REQUIRED ACTIONS:
**1.** Summarize the introduction on microRNAs in two sentences.
**2.** Write the next part of the introduction on microRNAs, picking up right after its final sentence.

SOURCE DOCUMENT:

______

1 Introduction

MicroRNAs (miRNAs) are genome-encoded, about 21–23-nucleotide non-coding RNAs that negatively regulate gene expression by directing mRNA cleavage or interfering with translation (Carrington and Ambros, (2003)). Studies have shown that miRNAs have the potential to regulate all physiological cell functions (Llave et al., (2002)). In plants, miRNAs regulate the expression of a large number of genes in diverse biological processes (Chen, (2004); Lu et al., (2005); Zeng et al., (2010); Shamimuzzaman and Vodkin, (2012); Zhang and Li, (2013)), as identified by computational prediction, microarray analysis, and high-throughput sequencing (Jones-Rhoades and Bartel, (2004); Liu et al., (2008); Zhao et al., (2010); Zhu and Luo, (2013)). Most miRNAs exist as independent transcription units, which are transcribed into long primary transcripts (pri-miRNAs) by RNA polymerase II, then cleaved to miRNA precursors (pre-miRNAs) (Bartel, (2004); Lee et al., (2004)). miRNAs have broad regulatory effects throughout the plant. Therefore, understanding the mechanisms regulating miRNA gene expression remains an important fundamental goal.

______

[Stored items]
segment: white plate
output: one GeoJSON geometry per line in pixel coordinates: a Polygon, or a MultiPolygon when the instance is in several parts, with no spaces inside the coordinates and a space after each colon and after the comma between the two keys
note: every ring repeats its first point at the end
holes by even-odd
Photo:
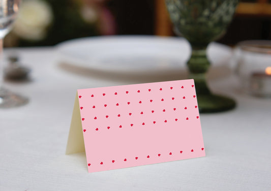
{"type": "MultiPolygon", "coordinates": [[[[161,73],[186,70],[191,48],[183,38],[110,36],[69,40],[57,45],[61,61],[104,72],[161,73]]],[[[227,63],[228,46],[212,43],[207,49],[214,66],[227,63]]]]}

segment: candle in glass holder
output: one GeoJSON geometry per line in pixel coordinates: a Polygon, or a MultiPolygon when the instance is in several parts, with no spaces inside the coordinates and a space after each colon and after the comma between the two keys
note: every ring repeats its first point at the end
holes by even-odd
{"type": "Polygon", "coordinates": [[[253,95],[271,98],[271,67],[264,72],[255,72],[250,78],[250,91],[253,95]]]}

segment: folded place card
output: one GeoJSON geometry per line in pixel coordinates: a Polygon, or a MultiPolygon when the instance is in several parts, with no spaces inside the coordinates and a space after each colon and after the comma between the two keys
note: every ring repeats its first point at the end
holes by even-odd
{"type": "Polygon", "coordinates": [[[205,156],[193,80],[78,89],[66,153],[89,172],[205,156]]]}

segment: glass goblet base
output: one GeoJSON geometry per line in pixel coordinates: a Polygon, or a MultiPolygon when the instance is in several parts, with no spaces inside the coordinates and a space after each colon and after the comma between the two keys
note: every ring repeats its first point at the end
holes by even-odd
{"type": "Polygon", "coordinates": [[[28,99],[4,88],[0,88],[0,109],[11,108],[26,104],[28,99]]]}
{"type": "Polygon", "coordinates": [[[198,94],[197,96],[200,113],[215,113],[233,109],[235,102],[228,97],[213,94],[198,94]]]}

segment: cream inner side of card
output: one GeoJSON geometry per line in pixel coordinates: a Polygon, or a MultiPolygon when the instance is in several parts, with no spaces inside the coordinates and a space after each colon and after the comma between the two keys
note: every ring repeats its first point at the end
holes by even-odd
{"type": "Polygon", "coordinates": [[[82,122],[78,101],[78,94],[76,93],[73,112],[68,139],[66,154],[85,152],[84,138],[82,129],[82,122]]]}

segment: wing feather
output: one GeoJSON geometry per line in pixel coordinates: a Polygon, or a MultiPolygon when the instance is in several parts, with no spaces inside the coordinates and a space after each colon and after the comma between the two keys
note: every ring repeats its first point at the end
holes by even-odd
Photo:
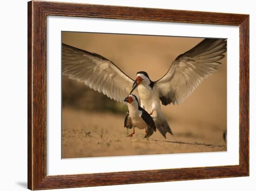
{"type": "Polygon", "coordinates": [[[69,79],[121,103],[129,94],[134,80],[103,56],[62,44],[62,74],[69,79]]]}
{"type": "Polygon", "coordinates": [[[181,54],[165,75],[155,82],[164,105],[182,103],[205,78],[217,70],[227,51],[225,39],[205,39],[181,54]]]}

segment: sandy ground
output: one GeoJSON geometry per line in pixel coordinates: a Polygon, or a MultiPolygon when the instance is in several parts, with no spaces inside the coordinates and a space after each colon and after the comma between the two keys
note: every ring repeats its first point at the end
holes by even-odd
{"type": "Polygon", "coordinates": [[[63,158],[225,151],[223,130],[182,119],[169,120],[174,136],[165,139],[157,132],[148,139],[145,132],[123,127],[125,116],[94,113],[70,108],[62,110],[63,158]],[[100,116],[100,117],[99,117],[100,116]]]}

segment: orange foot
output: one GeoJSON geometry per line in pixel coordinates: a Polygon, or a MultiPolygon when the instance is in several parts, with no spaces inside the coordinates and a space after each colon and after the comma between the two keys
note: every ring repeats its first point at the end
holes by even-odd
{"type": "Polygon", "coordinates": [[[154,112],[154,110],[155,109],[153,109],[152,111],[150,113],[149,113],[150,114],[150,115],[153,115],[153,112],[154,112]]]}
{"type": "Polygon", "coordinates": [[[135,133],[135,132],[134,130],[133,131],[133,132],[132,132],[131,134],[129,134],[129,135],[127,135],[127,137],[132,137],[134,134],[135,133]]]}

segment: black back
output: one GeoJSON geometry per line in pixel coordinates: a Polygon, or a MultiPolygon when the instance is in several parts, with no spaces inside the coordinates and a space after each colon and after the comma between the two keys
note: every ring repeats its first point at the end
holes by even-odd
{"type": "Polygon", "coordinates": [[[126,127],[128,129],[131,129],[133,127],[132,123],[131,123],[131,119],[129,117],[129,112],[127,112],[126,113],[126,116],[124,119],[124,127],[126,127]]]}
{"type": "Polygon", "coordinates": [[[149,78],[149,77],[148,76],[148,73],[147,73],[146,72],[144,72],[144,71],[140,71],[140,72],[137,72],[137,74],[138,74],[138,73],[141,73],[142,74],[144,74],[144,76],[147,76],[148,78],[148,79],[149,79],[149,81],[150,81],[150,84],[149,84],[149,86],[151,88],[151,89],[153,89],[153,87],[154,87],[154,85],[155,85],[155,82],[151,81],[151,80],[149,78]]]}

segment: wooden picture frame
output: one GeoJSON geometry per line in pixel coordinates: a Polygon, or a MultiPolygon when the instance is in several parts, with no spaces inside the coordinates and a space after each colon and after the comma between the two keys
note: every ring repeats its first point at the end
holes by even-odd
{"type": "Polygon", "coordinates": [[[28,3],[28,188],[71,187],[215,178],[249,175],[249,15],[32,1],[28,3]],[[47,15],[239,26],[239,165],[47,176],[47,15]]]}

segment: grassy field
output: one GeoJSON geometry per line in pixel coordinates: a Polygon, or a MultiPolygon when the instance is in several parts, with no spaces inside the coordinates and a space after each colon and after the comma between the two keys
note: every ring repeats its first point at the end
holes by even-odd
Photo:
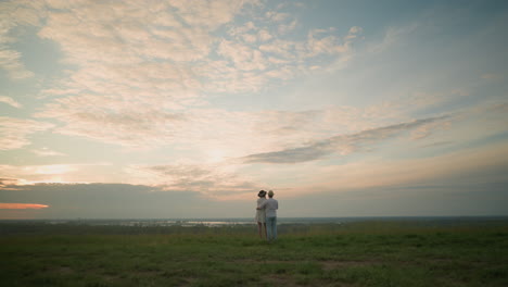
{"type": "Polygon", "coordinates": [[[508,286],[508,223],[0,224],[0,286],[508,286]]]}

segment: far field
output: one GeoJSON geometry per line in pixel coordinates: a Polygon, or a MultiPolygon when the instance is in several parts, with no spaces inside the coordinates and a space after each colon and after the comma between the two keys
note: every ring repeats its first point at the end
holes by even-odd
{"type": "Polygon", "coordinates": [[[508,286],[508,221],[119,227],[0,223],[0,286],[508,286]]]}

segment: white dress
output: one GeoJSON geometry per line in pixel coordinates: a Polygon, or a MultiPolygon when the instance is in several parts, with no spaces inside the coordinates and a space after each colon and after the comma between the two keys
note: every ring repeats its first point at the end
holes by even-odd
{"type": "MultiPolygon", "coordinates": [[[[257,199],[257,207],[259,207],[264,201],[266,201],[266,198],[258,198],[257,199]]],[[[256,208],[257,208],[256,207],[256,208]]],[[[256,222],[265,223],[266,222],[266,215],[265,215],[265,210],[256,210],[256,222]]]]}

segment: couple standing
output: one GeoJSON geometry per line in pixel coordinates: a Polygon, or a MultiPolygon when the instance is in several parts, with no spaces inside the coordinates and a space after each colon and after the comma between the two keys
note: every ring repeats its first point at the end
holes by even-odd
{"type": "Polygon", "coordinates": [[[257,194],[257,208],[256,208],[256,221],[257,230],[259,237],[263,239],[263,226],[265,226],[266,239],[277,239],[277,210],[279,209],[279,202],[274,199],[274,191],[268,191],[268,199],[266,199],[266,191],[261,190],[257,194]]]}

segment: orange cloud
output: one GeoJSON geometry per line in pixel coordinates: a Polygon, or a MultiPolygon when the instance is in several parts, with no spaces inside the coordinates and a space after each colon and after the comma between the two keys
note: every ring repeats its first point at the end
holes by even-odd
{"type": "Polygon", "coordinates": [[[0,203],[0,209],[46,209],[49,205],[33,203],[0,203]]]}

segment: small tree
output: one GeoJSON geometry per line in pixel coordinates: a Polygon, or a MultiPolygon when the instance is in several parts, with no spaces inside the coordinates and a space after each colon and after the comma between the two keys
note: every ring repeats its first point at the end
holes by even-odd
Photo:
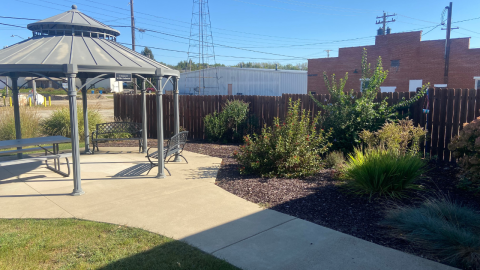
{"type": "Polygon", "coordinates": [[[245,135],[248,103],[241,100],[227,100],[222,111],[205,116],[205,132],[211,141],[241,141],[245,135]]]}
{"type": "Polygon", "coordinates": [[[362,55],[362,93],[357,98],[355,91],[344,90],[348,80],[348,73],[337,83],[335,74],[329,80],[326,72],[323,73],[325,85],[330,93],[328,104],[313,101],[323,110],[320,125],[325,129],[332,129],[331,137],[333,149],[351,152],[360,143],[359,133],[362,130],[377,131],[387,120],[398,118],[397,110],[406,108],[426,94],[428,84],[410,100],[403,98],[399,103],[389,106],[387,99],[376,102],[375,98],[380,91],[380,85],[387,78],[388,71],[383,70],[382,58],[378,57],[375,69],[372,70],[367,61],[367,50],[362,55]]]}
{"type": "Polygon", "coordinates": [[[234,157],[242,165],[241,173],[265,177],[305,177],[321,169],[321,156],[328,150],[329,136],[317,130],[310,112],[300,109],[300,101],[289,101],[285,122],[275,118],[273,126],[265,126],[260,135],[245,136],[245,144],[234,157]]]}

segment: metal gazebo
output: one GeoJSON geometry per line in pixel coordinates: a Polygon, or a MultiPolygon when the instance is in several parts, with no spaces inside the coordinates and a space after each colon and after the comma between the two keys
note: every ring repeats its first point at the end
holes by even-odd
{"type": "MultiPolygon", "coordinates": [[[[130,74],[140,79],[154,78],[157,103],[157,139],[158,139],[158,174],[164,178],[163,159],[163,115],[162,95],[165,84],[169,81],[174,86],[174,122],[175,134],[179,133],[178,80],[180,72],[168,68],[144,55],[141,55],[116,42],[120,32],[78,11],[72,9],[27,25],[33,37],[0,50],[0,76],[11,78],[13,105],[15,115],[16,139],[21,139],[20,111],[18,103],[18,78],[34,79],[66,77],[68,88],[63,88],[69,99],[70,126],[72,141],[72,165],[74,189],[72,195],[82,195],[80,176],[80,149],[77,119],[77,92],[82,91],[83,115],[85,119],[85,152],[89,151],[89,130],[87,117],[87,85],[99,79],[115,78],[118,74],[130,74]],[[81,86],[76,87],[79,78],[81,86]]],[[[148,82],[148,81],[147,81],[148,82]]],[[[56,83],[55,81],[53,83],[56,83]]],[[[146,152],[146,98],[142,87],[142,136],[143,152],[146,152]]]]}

______

TASK ANSWERS:
**1.** MicroRNAs are genome-encoded non-coding RNAs of about 21–23 nucleotides that negatively regulate gene expression by directing mRNA cleavage or interfering with translation, and in plants they regulate many genes in diverse biological processes. Most are transcribed by RNA polymerase II from independent transcription units into long primary transcripts that are then cleaved to precursors, and because their regulatory effects are broad, understanding the mechanisms that regulate miRNA gene expression remains an important fundamental goal.

**2.**
Class II promoters contain two parts, a core promoter and upstream elements. The core promoter consists of at least two elements: a TATA box, which begins at about the −30 bp position, and an initiator, which is centered on the transcription start site (TSS) (Liu et al., (2010)). Promoter elements of pre-miRNAs are similar to those of protein-coding genes (Smale, (2001)). Bioinformatics analysis of the core miRNA promoters in model plants, including Arabidopsis thaliana and Oryza sativa, confirmed that the promoters of most known miRNA genes are of the same type as those of protein-coding genes and are transcribed by RNA polymerase II (Xie et al., (2005); Zhou et al., (2007); Cui et al., (2009)). TATA-less promoters were also identified in Arabidopsis and rice. The promoters of most miRNA genes are found within 500-bp upstream of the TSS. Although substantial work has examined the promoters of protein-coding genes, the nature of miRNA promoter elements is still one of the most interesting aspects of small RNA biology (Megraw et al., (2006)).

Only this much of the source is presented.